# start of TASK DATA

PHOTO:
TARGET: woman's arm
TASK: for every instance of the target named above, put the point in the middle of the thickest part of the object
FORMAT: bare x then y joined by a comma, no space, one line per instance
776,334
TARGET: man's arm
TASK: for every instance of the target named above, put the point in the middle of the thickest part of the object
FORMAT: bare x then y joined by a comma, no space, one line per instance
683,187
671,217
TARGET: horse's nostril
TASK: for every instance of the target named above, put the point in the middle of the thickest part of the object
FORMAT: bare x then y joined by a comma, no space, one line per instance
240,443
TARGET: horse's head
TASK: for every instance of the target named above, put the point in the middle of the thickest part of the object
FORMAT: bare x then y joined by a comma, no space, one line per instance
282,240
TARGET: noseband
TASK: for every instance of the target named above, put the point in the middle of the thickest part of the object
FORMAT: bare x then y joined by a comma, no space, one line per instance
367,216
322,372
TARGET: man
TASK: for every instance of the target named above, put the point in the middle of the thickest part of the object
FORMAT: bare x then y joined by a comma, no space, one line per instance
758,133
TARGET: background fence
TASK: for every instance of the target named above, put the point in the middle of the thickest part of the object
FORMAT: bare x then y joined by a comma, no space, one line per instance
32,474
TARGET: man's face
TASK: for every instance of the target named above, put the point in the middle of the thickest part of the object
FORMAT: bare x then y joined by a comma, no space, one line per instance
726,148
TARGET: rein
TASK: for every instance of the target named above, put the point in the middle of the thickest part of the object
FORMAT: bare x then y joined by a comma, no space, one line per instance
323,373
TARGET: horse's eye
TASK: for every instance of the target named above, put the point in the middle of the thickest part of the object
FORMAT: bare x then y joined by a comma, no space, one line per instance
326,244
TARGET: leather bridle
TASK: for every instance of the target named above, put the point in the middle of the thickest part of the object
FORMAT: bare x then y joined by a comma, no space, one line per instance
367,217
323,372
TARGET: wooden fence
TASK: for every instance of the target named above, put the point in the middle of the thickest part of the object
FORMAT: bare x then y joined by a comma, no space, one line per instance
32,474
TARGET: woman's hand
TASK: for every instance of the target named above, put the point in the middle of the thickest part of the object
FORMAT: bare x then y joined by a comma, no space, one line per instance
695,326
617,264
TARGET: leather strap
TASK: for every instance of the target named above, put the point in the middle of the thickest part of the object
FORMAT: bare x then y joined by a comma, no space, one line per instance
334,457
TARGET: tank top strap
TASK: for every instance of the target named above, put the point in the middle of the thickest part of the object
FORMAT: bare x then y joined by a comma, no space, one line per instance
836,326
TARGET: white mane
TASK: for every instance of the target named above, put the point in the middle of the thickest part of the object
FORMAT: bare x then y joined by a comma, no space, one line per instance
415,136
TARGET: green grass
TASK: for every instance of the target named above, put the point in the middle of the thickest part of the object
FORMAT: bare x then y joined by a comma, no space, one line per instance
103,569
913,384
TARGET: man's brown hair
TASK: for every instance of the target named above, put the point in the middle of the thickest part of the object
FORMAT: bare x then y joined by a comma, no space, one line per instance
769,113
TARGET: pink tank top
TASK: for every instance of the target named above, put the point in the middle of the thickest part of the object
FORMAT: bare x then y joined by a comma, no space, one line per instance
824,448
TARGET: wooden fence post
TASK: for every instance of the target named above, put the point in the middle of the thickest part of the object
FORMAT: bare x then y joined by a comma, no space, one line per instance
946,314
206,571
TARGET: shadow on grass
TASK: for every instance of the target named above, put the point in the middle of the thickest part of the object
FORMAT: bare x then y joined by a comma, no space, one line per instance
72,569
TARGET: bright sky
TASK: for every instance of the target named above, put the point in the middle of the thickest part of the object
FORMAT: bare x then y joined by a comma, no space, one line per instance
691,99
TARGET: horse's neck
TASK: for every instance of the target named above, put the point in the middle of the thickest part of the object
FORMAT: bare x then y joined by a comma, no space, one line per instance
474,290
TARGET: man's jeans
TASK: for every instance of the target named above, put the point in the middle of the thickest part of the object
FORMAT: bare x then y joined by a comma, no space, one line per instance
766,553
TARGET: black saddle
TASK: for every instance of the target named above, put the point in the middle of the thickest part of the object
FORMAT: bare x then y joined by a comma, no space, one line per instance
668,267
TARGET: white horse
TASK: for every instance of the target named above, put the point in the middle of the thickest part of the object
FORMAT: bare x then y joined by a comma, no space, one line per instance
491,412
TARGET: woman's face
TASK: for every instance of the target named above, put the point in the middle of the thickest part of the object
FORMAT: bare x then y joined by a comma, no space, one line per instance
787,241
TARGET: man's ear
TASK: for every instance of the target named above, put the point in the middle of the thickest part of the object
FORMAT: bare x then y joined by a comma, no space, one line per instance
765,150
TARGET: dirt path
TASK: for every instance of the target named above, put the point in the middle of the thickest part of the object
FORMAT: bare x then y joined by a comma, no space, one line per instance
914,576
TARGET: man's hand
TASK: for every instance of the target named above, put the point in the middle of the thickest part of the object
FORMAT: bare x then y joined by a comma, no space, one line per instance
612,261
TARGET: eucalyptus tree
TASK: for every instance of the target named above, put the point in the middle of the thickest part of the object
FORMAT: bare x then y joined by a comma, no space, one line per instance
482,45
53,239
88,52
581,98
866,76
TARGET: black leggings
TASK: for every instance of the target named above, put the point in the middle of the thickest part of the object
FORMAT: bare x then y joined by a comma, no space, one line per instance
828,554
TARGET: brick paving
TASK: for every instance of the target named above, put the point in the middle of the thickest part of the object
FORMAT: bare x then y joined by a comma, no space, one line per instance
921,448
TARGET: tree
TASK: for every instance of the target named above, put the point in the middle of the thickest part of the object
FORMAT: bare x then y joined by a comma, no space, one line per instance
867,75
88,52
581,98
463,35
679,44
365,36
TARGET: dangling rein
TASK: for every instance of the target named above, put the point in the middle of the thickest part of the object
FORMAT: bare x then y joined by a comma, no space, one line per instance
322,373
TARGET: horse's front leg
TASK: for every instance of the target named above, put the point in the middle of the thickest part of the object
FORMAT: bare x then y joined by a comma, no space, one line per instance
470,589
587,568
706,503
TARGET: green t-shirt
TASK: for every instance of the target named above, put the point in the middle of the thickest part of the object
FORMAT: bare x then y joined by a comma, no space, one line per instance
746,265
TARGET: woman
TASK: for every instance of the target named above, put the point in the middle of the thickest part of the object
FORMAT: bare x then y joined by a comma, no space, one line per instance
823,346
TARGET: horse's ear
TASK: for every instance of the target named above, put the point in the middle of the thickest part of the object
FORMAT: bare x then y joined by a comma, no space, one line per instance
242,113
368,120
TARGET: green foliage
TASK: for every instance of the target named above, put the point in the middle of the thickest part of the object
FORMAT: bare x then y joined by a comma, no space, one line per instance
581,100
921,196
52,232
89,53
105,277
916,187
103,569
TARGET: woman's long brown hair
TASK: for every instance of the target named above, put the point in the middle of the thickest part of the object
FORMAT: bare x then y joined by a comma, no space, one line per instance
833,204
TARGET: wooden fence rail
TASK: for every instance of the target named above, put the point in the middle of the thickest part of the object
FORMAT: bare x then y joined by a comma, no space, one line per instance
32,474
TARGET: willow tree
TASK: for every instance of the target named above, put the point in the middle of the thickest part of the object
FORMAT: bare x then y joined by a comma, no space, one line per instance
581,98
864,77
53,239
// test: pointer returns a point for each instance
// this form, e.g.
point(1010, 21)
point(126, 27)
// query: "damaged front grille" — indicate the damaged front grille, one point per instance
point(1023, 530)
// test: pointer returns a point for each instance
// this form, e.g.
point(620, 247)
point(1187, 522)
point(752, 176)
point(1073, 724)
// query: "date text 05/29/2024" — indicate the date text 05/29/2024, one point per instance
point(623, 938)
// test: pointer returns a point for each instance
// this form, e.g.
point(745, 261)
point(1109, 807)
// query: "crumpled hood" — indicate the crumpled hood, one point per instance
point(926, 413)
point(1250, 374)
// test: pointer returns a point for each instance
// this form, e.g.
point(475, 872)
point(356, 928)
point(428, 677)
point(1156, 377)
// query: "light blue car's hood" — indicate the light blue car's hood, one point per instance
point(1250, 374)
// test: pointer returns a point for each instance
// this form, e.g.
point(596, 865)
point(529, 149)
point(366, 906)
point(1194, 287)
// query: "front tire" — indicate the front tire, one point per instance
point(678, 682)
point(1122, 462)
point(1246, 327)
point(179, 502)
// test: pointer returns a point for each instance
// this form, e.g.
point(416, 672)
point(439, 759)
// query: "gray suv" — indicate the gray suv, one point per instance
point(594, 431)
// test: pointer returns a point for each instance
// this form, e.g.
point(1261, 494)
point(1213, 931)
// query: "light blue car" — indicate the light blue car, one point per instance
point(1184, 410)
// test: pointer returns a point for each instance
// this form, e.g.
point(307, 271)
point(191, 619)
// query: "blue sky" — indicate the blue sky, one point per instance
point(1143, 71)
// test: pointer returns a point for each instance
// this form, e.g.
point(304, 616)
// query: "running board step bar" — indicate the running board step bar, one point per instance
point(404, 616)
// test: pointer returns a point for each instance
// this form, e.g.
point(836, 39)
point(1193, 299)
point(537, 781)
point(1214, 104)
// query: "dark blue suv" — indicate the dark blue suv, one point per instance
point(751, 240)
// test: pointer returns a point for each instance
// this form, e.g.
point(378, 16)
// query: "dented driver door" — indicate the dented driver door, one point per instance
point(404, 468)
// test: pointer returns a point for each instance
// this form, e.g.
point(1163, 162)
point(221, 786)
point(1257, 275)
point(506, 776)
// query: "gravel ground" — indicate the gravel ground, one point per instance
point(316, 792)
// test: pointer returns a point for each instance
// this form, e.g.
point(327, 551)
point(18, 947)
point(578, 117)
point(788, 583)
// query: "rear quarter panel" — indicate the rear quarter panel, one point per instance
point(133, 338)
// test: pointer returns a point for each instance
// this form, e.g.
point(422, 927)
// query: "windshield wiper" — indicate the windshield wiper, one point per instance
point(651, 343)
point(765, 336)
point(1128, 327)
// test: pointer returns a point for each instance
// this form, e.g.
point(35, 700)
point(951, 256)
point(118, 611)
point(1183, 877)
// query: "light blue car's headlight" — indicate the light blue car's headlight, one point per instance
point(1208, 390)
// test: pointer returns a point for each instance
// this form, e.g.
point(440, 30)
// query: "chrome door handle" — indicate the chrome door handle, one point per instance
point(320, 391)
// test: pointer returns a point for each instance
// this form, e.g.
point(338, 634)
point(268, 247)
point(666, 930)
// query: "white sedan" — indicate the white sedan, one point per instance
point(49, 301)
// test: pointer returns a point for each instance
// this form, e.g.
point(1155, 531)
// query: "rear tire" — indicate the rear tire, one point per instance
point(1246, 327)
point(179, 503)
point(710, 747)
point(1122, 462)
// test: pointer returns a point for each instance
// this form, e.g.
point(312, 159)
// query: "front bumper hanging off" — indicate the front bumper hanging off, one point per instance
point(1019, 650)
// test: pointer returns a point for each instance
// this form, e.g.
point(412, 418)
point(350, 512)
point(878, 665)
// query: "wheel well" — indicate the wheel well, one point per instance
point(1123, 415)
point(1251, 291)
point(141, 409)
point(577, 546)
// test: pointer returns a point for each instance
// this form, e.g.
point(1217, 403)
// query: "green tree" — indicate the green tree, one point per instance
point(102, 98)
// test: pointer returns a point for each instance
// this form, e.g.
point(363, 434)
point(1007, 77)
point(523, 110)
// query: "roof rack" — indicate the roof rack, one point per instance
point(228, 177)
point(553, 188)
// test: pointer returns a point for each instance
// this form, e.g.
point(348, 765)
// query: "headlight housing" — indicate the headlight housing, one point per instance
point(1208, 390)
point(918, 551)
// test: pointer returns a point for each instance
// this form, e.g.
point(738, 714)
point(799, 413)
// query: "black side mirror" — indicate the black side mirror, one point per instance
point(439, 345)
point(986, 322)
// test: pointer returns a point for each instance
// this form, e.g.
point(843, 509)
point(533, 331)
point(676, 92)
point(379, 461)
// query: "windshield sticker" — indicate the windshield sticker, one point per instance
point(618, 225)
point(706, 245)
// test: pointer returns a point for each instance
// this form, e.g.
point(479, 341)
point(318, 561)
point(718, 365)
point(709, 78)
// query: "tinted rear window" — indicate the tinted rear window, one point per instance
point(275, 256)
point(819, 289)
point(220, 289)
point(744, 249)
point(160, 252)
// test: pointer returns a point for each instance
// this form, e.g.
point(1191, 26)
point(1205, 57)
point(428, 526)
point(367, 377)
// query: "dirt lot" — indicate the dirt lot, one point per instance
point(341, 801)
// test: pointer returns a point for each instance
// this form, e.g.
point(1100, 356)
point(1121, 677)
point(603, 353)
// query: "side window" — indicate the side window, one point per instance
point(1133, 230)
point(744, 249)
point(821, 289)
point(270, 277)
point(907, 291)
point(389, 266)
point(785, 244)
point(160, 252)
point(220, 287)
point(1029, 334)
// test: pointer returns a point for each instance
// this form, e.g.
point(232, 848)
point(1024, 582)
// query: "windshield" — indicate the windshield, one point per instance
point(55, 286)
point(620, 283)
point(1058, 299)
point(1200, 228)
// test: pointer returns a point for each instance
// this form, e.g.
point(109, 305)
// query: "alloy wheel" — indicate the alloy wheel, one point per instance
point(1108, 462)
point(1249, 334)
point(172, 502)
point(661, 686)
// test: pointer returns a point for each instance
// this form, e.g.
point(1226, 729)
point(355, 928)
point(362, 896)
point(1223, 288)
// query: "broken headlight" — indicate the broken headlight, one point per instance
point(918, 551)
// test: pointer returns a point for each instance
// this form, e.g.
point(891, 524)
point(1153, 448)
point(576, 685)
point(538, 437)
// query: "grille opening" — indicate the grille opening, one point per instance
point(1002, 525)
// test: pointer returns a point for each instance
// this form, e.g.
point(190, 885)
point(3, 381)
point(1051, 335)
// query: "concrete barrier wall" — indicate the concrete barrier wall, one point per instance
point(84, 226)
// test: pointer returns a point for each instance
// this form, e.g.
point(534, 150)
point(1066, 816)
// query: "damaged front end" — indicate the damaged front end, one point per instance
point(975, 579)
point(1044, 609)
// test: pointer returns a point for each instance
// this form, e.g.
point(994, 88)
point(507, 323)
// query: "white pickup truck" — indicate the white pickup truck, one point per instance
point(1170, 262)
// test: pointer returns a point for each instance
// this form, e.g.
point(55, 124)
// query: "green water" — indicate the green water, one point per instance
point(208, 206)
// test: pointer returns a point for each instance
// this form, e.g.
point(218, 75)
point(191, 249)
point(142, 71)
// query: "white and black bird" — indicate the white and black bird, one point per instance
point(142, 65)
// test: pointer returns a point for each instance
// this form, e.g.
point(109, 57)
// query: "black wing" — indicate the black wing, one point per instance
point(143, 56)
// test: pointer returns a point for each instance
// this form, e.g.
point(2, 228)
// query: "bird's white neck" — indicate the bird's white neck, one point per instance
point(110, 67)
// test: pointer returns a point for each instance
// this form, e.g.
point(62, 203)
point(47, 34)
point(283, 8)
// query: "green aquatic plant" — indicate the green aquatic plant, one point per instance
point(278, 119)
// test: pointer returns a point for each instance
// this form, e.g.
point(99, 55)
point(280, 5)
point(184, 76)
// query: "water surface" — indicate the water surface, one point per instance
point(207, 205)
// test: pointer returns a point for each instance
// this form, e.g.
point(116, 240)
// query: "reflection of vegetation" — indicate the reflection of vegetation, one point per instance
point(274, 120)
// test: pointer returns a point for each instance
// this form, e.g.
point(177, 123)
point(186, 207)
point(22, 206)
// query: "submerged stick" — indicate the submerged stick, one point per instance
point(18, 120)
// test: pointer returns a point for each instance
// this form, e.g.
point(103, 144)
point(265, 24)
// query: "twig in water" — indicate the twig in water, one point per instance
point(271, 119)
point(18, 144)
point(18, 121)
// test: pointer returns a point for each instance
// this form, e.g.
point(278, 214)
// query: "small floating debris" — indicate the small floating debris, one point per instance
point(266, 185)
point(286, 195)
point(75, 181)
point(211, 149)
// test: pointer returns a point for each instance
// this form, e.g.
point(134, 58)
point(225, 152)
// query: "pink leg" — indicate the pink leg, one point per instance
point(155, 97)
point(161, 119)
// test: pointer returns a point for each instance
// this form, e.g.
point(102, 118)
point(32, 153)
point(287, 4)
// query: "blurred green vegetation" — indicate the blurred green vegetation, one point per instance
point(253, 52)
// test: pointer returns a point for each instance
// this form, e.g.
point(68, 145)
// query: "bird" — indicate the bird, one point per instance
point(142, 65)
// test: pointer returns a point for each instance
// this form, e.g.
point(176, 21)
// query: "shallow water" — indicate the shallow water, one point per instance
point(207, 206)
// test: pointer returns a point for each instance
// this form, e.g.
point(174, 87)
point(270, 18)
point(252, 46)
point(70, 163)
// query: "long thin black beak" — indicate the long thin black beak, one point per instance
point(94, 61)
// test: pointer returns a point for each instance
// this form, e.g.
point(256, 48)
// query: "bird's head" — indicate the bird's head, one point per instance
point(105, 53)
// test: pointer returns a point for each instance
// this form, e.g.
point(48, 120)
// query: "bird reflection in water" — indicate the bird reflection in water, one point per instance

# end of TASK DATA

== EXERCISE DIRECTIONS ==
Can you collect every line of the records above that contains the word "vegetation", matching case exactly?

== TASK RESPONSE ==
// query: "reflection of vegetation" — indicate the reflection of vegetation, one point per instance
// query: "blurred green vegetation" — indicate the blurred green vegetation, one point per instance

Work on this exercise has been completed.